Brief: Please render every one of the records below as a numbered list, leaving out any blank lines.

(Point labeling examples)
┄┄┄┄┄┄

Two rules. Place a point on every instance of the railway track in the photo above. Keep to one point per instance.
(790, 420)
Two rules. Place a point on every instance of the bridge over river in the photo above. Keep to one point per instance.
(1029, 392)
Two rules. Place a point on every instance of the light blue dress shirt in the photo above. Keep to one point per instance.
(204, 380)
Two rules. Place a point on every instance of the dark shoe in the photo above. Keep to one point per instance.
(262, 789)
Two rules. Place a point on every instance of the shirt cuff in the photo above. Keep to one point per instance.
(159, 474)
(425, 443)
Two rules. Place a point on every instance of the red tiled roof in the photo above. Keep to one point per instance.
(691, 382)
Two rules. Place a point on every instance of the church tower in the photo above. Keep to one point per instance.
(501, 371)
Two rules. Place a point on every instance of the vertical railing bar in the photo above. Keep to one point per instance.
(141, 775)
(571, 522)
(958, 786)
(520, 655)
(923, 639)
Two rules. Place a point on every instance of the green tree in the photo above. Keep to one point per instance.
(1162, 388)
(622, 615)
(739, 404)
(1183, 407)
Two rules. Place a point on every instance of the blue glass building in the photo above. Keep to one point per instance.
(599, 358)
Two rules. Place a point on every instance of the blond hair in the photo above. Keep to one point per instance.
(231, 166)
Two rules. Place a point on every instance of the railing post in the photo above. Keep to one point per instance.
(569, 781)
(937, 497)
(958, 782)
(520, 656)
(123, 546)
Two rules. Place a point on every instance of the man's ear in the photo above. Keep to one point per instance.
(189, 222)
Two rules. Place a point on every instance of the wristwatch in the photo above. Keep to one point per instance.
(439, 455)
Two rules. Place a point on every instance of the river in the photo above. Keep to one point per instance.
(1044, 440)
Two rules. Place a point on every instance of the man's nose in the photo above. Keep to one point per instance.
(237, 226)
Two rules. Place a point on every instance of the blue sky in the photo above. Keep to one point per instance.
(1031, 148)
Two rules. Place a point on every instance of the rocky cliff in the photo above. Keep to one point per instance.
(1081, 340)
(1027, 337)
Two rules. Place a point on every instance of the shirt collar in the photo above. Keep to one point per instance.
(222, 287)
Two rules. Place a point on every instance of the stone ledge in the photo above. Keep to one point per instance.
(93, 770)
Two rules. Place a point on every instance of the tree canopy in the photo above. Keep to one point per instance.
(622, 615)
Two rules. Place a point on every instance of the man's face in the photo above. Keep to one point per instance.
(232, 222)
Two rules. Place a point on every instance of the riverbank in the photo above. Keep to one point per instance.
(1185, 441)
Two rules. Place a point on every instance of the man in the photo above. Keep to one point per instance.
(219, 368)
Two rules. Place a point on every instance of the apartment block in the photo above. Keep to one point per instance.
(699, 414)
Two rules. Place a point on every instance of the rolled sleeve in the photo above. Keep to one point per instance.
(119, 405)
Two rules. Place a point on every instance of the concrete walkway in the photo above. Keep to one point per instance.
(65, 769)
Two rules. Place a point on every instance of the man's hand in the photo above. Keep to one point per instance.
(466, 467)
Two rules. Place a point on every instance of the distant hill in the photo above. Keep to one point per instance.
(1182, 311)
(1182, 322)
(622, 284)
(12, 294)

┄┄┄┄┄┄

Output for this exercise:
1. Two rules. Place a point on every instance of the railway track in the photo above. Keep to one point per instance.
2. (790, 420)
3. Two rules. Place a point on every instance of the bridge over river in the photo above. Keep to one point per instance.
4. (1029, 392)
5. Two rules. Place a point on every instance of the light blue dress shirt in the photo above. Keep to one point per instance.
6. (204, 380)
7. Two rules. Place a point on every instance of the dark shoe in the photo above. Keep to one point per instance.
8. (262, 789)
9. Two rules. Place a point on every instance of the shirt cuff in the photo above. Keep to one point per instance.
10. (159, 474)
11. (425, 443)
12. Two rules. Place a point on every instance of the red tiled roof in the photo above. Keep to one point per instance.
13. (691, 382)
14. Two rules. Place a point on every instance of the church tower in the photo above. Keep to one point per instance.
15. (501, 371)
16. Two rules. Place a point on every instance of the vertical railing bar in the photo above. Keep to one point per instance.
17. (141, 775)
18. (571, 522)
19. (958, 786)
20. (520, 655)
21. (923, 639)
22. Two rules. Place a point on every instance of the green tree in the photo above. Keep to one point per instance.
23. (1162, 388)
24. (622, 615)
25. (739, 404)
26. (1183, 407)
27. Two rules. Place a point on every instance of the blue glass building in the photo above. Keep to one point per instance.
28. (599, 358)
29. Two rules. Place a point on every instance of the blond hair in the photo above. Keep to one point per instance.
30. (231, 166)
31. Two rules. Place a point on every instance of the railing post in the photo above. Keep to one point per instance.
32. (569, 781)
33. (937, 497)
34. (958, 782)
35. (520, 656)
36. (123, 546)
37. Two rules. Place a point on every instance of the man's ear in the photo above. Keep to one point per instance.
38. (189, 222)
39. Two rules. Place a point on every instance of the wristwatch in the photo above. Keep to one point per instance.
40. (439, 455)
41. Two rules. Place a point on every instance of the river in the photo above. Keep to one point per instance.
42. (1044, 440)
43. Two rules. Place a point on every instance of the man's nose in the photo above. Keep to one point per instance.
44. (237, 226)
45. Two rules. Place a point on every instance of the blue sky in the photo above. Keep to one point per instance.
46. (1031, 148)
47. Two rules. Place a point on every instance of the rocky cliff in the photo above. Keep to one point per instance.
48. (1081, 340)
49. (1027, 337)
50. Two rules. Place a point on every instance of the shirt collar in the photo above. Keep to one point per instance.
51. (222, 287)
52. Two rules. Place a point on every instance of the stone ledge in the photo above. Keep to one point per instance.
53. (93, 770)
54. Two rules. Place a point on every instance of the tree canopy in the photo above. Keep to one point per instance.
55. (622, 615)
56. Two rules. Place a point on every instance of the man's face in the photo above. Keep to one point per instance.
57. (232, 222)
58. Two rules. Place a point on every instance of the riverbank in the photo above. Keep to one point per instance.
59. (1185, 441)
60. Two rules. Place a point on every instance of the man in the photo above. Keep to one point per instance.
61. (219, 368)
62. Two rules. Place a point on every instance of the apartment block in the photo above. Keep to one point per instance.
63. (699, 414)
64. Two rules. Place a point on every instance of the rolled sleeve in the photo above. Keep to one point per instance.
65. (119, 405)
66. Two rules. Place a point on every instance of the concrete walkway in the photo above. Keep to one point per instance.
67. (65, 769)
68. Two rules. Place a point on every instance of the man's hand in the photo above. Keep to one point per instance.
69. (466, 467)
70. Two rules. Place a point on every instance of the distant hill in the photo above. Keep to one point per instance.
71. (1182, 311)
72. (1182, 322)
73. (622, 284)
74. (12, 294)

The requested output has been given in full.